Exercise details:
Could you give the data below again, exactly and completely?

[START Material provided]

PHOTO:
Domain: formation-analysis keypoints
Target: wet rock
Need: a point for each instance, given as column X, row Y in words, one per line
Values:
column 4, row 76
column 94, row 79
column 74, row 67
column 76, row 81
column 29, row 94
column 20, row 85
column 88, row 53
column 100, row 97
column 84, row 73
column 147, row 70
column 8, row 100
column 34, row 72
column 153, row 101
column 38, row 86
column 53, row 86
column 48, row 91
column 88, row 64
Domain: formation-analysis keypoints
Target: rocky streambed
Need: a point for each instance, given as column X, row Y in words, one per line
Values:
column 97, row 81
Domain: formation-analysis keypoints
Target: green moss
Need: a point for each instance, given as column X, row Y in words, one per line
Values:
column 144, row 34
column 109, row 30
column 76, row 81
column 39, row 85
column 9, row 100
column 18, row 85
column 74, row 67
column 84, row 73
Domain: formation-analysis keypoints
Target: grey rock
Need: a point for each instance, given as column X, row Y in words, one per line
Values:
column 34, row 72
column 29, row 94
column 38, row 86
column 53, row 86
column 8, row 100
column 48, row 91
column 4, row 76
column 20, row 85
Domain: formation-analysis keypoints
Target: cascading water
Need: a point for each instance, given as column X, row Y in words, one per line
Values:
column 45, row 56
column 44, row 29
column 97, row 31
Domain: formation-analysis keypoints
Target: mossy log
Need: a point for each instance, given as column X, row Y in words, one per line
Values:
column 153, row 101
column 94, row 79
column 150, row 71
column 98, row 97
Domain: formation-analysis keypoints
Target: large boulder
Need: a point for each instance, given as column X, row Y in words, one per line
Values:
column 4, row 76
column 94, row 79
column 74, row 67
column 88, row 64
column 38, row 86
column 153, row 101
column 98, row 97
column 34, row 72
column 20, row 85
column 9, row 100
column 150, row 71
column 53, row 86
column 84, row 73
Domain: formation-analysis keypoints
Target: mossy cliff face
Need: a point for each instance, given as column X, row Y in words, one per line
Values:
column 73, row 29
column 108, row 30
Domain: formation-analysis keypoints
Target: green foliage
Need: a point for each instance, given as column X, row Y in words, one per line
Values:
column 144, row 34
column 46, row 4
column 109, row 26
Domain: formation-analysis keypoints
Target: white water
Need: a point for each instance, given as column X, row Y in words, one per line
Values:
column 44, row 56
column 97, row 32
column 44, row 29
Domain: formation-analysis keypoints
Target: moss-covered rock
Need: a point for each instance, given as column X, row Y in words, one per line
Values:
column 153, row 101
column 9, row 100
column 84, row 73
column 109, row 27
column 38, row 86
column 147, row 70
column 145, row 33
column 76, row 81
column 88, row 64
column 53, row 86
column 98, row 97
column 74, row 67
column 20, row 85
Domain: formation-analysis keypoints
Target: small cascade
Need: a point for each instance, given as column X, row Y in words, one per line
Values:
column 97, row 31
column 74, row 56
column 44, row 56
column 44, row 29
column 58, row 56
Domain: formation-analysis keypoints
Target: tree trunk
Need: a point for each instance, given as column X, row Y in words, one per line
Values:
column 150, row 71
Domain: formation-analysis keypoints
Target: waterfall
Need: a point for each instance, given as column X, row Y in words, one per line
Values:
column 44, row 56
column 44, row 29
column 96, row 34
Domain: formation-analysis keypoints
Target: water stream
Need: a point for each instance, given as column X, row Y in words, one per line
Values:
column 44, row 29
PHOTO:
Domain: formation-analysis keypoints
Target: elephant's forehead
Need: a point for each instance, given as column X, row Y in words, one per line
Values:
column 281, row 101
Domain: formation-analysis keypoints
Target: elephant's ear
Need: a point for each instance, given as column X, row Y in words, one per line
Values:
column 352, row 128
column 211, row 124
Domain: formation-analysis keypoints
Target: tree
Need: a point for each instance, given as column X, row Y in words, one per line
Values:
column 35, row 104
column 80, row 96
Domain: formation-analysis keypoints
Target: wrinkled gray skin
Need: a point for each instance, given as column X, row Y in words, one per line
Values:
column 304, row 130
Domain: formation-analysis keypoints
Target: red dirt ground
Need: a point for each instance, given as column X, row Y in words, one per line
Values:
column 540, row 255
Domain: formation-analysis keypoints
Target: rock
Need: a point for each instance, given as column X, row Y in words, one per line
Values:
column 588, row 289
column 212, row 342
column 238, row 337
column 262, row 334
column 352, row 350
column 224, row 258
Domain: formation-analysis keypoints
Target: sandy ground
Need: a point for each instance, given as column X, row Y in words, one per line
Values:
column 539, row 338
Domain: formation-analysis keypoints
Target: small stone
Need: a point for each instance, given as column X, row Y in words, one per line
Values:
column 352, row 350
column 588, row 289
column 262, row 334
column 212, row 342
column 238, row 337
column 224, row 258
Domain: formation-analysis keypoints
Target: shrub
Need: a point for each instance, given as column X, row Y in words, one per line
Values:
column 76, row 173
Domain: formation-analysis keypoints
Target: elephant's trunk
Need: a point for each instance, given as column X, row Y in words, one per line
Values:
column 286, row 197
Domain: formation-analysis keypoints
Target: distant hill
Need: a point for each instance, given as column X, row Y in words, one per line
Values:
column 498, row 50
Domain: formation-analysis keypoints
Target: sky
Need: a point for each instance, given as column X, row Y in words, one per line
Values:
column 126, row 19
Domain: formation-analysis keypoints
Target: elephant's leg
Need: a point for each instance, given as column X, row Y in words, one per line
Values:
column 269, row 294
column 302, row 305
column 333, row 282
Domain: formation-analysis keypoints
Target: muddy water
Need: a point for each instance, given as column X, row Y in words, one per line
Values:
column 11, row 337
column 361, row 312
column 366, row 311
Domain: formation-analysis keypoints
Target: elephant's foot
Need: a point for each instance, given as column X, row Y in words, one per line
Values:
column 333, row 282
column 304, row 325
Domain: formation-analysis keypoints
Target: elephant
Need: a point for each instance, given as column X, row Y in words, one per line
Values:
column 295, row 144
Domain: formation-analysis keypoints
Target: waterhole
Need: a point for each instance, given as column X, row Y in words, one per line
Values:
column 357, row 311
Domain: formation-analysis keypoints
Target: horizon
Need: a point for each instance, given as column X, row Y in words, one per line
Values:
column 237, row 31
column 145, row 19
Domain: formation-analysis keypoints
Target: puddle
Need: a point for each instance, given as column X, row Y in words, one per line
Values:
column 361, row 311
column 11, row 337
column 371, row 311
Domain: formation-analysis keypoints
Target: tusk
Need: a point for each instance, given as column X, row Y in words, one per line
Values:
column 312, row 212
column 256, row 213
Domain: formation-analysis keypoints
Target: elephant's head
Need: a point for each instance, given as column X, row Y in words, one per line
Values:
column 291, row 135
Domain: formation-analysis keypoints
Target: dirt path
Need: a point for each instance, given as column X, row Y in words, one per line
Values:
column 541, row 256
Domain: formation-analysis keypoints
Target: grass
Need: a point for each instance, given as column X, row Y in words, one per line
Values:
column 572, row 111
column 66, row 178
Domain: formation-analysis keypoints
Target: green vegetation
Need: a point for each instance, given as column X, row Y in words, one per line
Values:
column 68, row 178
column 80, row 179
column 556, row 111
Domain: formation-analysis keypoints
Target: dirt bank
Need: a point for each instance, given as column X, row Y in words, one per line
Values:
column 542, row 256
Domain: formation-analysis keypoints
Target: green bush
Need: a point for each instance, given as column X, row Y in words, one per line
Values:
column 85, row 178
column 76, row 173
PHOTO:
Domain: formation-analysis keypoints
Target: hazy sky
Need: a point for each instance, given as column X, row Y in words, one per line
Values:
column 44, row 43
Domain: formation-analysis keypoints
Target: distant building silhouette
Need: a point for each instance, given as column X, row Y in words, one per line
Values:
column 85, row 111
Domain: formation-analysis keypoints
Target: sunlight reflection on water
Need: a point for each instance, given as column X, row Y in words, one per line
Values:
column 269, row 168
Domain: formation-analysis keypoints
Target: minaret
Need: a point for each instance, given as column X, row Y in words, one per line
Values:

[END Material provided]

Output of the exercise:
PHOTO:
Domain: formation-analysis keypoints
Target: wet rock
Need: a point for each instance, given as column X, row Y in words, one per line
Values:
column 4, row 76
column 94, row 79
column 74, row 67
column 76, row 81
column 29, row 94
column 20, row 85
column 88, row 53
column 100, row 97
column 84, row 73
column 147, row 70
column 8, row 100
column 34, row 72
column 153, row 101
column 38, row 86
column 53, row 86
column 48, row 91
column 88, row 64
Domain: formation-analysis keypoints
Target: rocky streambed
Need: a point for each instance, given as column X, row Y in words, one per line
Values:
column 97, row 81
Domain: formation-analysis keypoints
Target: green moss
Need: a point for each instance, given as column X, row Y in words, one per line
Values:
column 144, row 34
column 109, row 30
column 76, row 81
column 39, row 85
column 9, row 100
column 18, row 85
column 74, row 67
column 84, row 73
Domain: formation-analysis keypoints
Target: grey rock
Need: a point for each instance, given as column X, row Y in words, one per line
Values:
column 34, row 72
column 29, row 94
column 38, row 86
column 53, row 86
column 8, row 100
column 48, row 91
column 4, row 76
column 20, row 85
Domain: formation-analysis keypoints
Target: cascading water
Need: a point for each instance, given as column X, row Y in words, one per line
Values:
column 45, row 56
column 44, row 29
column 97, row 31
Domain: formation-analysis keypoints
Target: mossy log
Need: a point for each instance, given as column X, row Y in words, one per line
Values:
column 153, row 101
column 94, row 79
column 150, row 71
column 98, row 97
Domain: formation-analysis keypoints
Target: large boulder
Need: a point for each instance, given as column X, row Y in words, one per line
Values:
column 4, row 76
column 94, row 79
column 74, row 67
column 88, row 64
column 38, row 86
column 153, row 101
column 98, row 97
column 34, row 72
column 20, row 85
column 9, row 100
column 150, row 71
column 53, row 86
column 84, row 73
Domain: formation-analysis keypoints
Target: mossy cliff face
Need: a point for each instance, given as column X, row Y in words, one per line
Values:
column 73, row 29
column 108, row 30
Domain: formation-analysis keypoints
Target: green foliage
Need: a point for each instance, given as column X, row Y in words, one per line
Values:
column 144, row 34
column 46, row 4
column 109, row 26
Domain: formation-analysis keypoints
Target: white water
Need: a point for each instance, given as column X, row Y in words, one per line
Values:
column 44, row 56
column 97, row 32
column 44, row 29
Domain: formation-analysis keypoints
Target: moss-covered rock
Need: a point for each instance, given as column X, row Y in words, one per line
Values:
column 153, row 101
column 9, row 100
column 84, row 73
column 109, row 27
column 38, row 86
column 147, row 70
column 145, row 33
column 76, row 81
column 88, row 64
column 53, row 86
column 98, row 97
column 74, row 67
column 20, row 85
Domain: formation-analysis keypoints
Target: small cascade
Need: a point for each instance, given as column X, row Y in words, one per line
Values:
column 97, row 31
column 74, row 56
column 44, row 56
column 44, row 29
column 58, row 56
Domain: formation-analysis keypoints
Target: tree trunk
Need: a point for each instance, given as column X, row Y in words, one per line
Values:
column 150, row 71
Domain: formation-analysis keypoints
Target: waterfall
Need: a point for each instance, given as column X, row Y in words, one per line
Values:
column 44, row 56
column 44, row 29
column 96, row 34
Domain: formation-analysis keypoints
Target: water stream
Need: a point for each instance, given as column X, row Y in words, one per line
Values:
column 44, row 29
PHOTO:
Domain: formation-analysis keypoints
Target: elephant's forehead
Need: a point for each instance, given as column X, row Y in words, one per line
Values:
column 281, row 101
Domain: formation-analysis keypoints
Target: elephant's ear
Need: a point for each instance, given as column X, row Y in words, one per line
Values:
column 352, row 128
column 211, row 124
Domain: formation-analysis keypoints
Target: tree
Need: a point for each instance, given as column X, row Y in words, one per line
Values:
column 35, row 104
column 80, row 96
Domain: formation-analysis keypoints
Target: wrinkled gray skin
Need: a point for each instance, given as column X, row Y in words, one per line
Values:
column 304, row 130
Domain: formation-analysis keypoints
Target: red dirt ground
Need: a point for each instance, given as column X, row Y in words, one per line
Values:
column 540, row 255
Domain: formation-analysis keypoints
Target: rock
Need: a point for each instance, given as column X, row Y in words, one per line
Values:
column 588, row 289
column 212, row 342
column 238, row 337
column 262, row 334
column 352, row 350
column 224, row 258
Domain: formation-analysis keypoints
Target: sandy ground
Need: a point for each instance, given as column X, row Y in words, one per line
Values:
column 539, row 338
Domain: formation-analysis keypoints
Target: small stone
Need: a point for each instance, given as column X, row Y in words, one per line
Values:
column 352, row 350
column 588, row 289
column 262, row 334
column 212, row 342
column 238, row 337
column 224, row 258
Domain: formation-analysis keypoints
Target: shrub
Need: a point for each instance, given as column X, row Y in words, one per line
Values:
column 76, row 173
Domain: formation-analysis keypoints
Target: elephant's trunk
Need: a point for each instance, given as column X, row Y in words, one per line
Values:
column 286, row 197
Domain: formation-analysis keypoints
Target: distant hill
Need: a point for each instance, given as column X, row Y in words, one per line
Values:
column 498, row 50
Domain: formation-analysis keypoints
Target: sky
Need: a point for each instance, given as column X, row Y in words, one per line
Values:
column 126, row 19
Domain: formation-analysis keypoints
Target: elephant's leg
Need: a point for each instance, given as column X, row Y in words, one per line
Values:
column 269, row 294
column 302, row 305
column 333, row 282
Domain: formation-analysis keypoints
Target: muddy water
Need: a point for each instance, given as column X, row Y in words, one per line
Values:
column 11, row 337
column 361, row 312
column 366, row 311
Domain: formation-analysis keypoints
Target: elephant's foot
Need: a point for each instance, given as column X, row Y in words, one per line
Values:
column 333, row 282
column 304, row 325
Domain: formation-analysis keypoints
Target: elephant
Need: a point for each instance, given as column X, row Y in words, one per line
Values:
column 295, row 144
Domain: formation-analysis keypoints
Target: waterhole
Need: a point for each instance, given as column X, row Y in words, one per line
Values:
column 357, row 311
Domain: formation-analysis keypoints
Target: horizon
Need: a point for each instance, given as column X, row Y in words, one per line
Values:
column 237, row 31
column 145, row 19
Domain: formation-analysis keypoints
Target: puddle
Need: a point for each instance, given as column X, row Y in words, one per line
Values:
column 361, row 311
column 11, row 337
column 371, row 311
Domain: formation-analysis keypoints
Target: tusk
Need: a point for each instance, given as column X, row Y in words, one per line
Values:
column 312, row 212
column 256, row 213
Domain: formation-analysis keypoints
Target: elephant's head
Need: a point for each instance, given as column X, row Y in words, one per line
Values:
column 291, row 135
Domain: formation-analysis keypoints
Target: dirt path
Need: a point for each instance, given as column X, row Y in words, one per line
Values:
column 541, row 256
Domain: formation-analysis keypoints
Target: grass
Need: a point for each instance, given as column X, row Y in words, one per line
Values:
column 572, row 111
column 66, row 178
Domain: formation-analysis keypoints
Target: green vegetation
Need: a point for each instance, given as column X, row Y in words, one per line
Values:
column 68, row 178
column 80, row 179
column 556, row 111
Domain: formation-analysis keypoints
Target: dirt bank
Need: a point for each instance, given as column X, row Y in words, one per line
Values:
column 542, row 256
Domain: formation-analysis keypoints
Target: green bush
Need: a point for each instance, given as column X, row Y in words, one per line
Values:
column 85, row 178
column 76, row 173
PHOTO:
Domain: formation-analysis keypoints
Target: hazy sky
Need: a point for each instance, given as column X, row Y in words, one per line
Values:
column 44, row 43
Domain: formation-analysis keypoints
Target: distant building silhouette
Need: a point for each instance, given as column X, row Y in words, one per line
Values:
column 85, row 111
Domain: formation-analysis keypoints
Target: sunlight reflection on water
Need: a point for each instance, given as column X, row Y in words, one per line
Values:
column 269, row 168
Domain: formation-analysis keypoints
Target: minaret
Need: a point for each instance, given as column X, row Y in words, one per line
Values:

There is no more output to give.